» **Выбранный отрывок**:

════════════════════

Потом — если приглядеться вернее к людским типам в толпе — то едва ли не чаще других встречаются эти честные, горячие, иногда желчные личности, которые не прячутся покорно в сторону от встречной уродливости, а смело идут навстречу ей и вступают в борьбу, часто неравную, всегда со вредом себе и без видимой пользы делу. Кто не знал или не знает, каждый в своем кругу, таких умных, горячих, благородных сумасбродов, которые производят своего рода кутерьму в тех кругах, куда их занесет судьба, за правду, за честное убеждение?!
Нет, Чацкий, но нашему мнению, из всех наиболее живая личность, и как человек и как исполнитель указанной ему Грибоедовым роли. Но повторяем, натура его сильнее и глубже прочих лиц, и потому не могла быть исчерпана в комедии.

════════════════════

» **Исходные данные**:
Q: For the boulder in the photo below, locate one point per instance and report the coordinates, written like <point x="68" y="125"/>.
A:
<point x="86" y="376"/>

════════════════════

» **Условие задания**: Как перевести на английский язык предложение из отрывка о Чацком: «Но повторяем, натура его сильнее и глубже прочих лиц, и потому не могла быть исчерпана в комедии.»?

» **Результат задания**: But we repeat: his nature is stronger and deeper than that of the other characters, and therefore it could not be exhausted in the comedy.